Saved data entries
^^^^
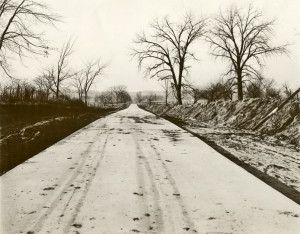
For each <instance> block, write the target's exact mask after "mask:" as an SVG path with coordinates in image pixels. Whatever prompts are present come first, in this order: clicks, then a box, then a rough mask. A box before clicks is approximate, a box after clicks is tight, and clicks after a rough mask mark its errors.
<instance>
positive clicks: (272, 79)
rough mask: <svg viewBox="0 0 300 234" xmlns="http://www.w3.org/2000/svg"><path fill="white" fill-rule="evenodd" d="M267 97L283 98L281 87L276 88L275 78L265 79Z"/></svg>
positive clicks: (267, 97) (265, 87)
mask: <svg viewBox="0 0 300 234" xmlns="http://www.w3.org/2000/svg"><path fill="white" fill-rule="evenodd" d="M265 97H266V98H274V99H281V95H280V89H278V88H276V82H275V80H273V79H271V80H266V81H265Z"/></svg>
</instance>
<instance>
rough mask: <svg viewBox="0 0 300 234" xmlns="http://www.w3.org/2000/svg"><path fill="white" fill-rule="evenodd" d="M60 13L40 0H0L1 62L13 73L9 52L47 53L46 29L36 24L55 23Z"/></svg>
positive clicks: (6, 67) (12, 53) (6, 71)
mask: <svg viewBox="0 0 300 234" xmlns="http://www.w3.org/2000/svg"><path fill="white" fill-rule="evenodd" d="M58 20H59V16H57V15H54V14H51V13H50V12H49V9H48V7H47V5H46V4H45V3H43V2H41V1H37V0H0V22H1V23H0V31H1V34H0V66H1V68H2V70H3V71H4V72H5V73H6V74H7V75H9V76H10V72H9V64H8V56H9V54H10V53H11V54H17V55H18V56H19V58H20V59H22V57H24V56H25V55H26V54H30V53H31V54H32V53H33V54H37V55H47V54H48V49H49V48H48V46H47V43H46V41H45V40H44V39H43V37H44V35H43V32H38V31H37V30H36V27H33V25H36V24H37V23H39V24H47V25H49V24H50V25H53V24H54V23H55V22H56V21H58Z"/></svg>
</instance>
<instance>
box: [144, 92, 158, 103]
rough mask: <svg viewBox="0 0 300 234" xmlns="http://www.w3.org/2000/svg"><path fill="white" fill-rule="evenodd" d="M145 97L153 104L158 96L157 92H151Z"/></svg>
^^^^
Activity => A faithful copy of all the lines above is needed, with the pictures omitted.

Your solution =>
For each <instance> block, write the target's exact mask after "mask:" as an SVG path with coordinates in image pixels. Whatever prompts are present come first, in this order: clicks, then a box, then a rough mask. A box before clicks is approximate, a box after clicks is tight, and clicks after a rough mask mark its errors.
<instance>
positive clicks: (272, 79)
rough mask: <svg viewBox="0 0 300 234" xmlns="http://www.w3.org/2000/svg"><path fill="white" fill-rule="evenodd" d="M267 97L283 98L281 87L276 88L275 78L265 79Z"/></svg>
positive clicks: (267, 97) (265, 87)
mask: <svg viewBox="0 0 300 234" xmlns="http://www.w3.org/2000/svg"><path fill="white" fill-rule="evenodd" d="M265 97H266V98H274V99H281V95H280V89H278V88H276V82H275V80H273V79H271V80H266V81H265Z"/></svg>
</instance>
<instance>
rough mask: <svg viewBox="0 0 300 234" xmlns="http://www.w3.org/2000/svg"><path fill="white" fill-rule="evenodd" d="M60 13L40 0H0L1 62L13 73L9 52L47 53L46 29L36 24L55 23Z"/></svg>
positive clicks: (6, 67) (12, 53) (6, 71)
mask: <svg viewBox="0 0 300 234" xmlns="http://www.w3.org/2000/svg"><path fill="white" fill-rule="evenodd" d="M58 20H59V16H57V15H54V14H51V13H50V12H49V9H48V7H47V5H46V4H45V3H43V2H41V1H37V0H0V22H1V23H0V31H1V34H0V66H1V68H2V70H3V71H4V72H5V73H6V74H7V75H9V76H10V72H9V64H8V56H9V54H10V53H11V54H17V55H18V56H19V58H20V59H22V57H24V56H25V55H26V54H30V53H31V54H32V53H33V54H37V55H47V54H48V49H49V48H48V46H47V43H46V41H45V40H44V39H43V37H44V35H43V32H38V31H37V30H36V27H33V25H36V24H37V23H39V24H47V25H49V24H50V25H53V24H54V23H55V22H56V21H58Z"/></svg>
</instance>
<instance>
box: [144, 92, 158, 103]
rough mask: <svg viewBox="0 0 300 234" xmlns="http://www.w3.org/2000/svg"><path fill="white" fill-rule="evenodd" d="M145 97L153 104L158 96L157 92H151Z"/></svg>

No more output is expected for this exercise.